**Document section:**
Hi!
Here is what I have, I have SNP calls from RNA-Seq (paired end) and SNP calls from WGBS performed on the same sample.
I have used GATK (Unified caller) for RNA-seq sample and for WGBS I had calls at 30x.
What, I have done, is made an overlap between the SNP calls from RNA-seq (Irrespective if it has PASS or Low or undetermined tag at its filter column) and from WGBS (Only with PASS tags), because if the call is present from both methods, it can be considered as high confidence call. The idea is to reduce the number of calls and get the high confidence calls. Let me know, if this is wrong approach
Secondly, RNA-Seq file for GATK was aligned using hg19 assembly from UCSC (provided by GATK) and after the VCF file generation I used SNPEff to annotate it. For SNPEff I was forced to use GRCh37.75. Is this change in builts will be a cause of concern? OR it is fine?

**Data listing:**
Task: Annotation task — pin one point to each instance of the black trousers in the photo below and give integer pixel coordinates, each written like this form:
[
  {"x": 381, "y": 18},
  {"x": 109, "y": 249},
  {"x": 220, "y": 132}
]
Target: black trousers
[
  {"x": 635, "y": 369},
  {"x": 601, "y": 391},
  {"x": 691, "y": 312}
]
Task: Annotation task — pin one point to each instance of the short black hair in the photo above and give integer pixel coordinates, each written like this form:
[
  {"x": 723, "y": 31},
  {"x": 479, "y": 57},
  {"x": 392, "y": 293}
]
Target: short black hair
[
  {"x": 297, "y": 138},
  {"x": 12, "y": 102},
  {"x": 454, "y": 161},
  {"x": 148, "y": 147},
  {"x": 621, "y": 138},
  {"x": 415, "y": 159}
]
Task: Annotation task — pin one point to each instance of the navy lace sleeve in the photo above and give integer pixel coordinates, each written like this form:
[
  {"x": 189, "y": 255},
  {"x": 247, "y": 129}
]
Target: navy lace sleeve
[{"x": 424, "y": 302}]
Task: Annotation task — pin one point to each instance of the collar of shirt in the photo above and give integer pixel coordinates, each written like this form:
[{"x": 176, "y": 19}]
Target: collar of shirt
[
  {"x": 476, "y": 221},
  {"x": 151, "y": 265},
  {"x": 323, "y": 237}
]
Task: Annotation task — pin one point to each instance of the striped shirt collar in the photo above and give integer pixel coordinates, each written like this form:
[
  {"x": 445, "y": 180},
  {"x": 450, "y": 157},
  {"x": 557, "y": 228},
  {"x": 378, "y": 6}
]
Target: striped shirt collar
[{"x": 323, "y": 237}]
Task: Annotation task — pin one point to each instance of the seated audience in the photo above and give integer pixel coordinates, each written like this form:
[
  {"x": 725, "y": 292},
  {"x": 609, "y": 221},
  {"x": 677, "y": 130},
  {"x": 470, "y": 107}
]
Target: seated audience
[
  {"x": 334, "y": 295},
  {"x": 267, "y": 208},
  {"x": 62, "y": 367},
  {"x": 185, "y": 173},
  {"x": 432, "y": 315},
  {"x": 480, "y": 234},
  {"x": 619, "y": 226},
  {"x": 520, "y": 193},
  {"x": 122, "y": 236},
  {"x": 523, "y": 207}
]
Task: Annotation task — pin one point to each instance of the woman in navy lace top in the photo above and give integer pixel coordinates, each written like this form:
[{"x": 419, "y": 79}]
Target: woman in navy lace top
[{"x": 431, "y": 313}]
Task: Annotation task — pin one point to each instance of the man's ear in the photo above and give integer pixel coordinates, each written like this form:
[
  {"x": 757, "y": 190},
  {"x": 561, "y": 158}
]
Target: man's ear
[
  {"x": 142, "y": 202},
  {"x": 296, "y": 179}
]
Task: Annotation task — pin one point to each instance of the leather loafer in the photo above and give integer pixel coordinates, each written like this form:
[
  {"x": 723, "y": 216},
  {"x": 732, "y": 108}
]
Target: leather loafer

**Task goal:**
Continue the forum post about overlapping SNP calls from RNA-Seq and WGBS, starting right after its last sentence. The material is not needed for the task.

**Your response:**
Thank you for your time
Just to clarify: SnpEff does not"force you to use GRCh37.75 at all. I provide pre-built databases for RefSeq (hg19), ENSEMBL (GRCh37.*) and KnownGenes (hg19kg). You can use whichever you reference genome you prefer.
Although some genes and transcript differ form hg19 to GRCh, the reference sequence is the same in all three cases. So it's perfectly OK to align to hg19 and annotate with GRCh.
Hi Pablo,
Thank's for pointing me to the hg19 database for SNPEff. Never meant to demean what SNPEff does, it is a wonderful annotation tool.